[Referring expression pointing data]
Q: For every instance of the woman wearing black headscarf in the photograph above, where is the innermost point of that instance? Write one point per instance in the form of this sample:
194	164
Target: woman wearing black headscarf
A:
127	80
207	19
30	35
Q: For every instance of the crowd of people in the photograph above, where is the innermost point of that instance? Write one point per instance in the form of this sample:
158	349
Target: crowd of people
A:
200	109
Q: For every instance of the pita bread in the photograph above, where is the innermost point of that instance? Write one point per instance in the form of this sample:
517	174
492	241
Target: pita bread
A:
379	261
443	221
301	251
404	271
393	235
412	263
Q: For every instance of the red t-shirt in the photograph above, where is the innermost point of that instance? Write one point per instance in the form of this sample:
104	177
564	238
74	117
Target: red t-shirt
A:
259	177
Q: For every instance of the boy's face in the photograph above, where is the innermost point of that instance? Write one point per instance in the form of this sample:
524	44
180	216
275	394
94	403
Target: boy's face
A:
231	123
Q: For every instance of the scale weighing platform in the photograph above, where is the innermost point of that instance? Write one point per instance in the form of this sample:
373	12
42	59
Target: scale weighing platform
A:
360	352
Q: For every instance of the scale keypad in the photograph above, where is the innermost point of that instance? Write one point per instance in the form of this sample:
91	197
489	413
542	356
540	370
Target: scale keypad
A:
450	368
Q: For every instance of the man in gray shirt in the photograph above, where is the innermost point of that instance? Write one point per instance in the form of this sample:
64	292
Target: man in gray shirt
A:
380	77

- [TASK STATEMENT] Taking the records above as input, show every line in which the word "platform" is present.

- [ANSWER TO THE EXERCISE]
Q: For every instance of the scale weighing platform in the photograph above, where is the innermost point of that instance? Write one point per instance in the form of this sample:
Target: scale weighing platform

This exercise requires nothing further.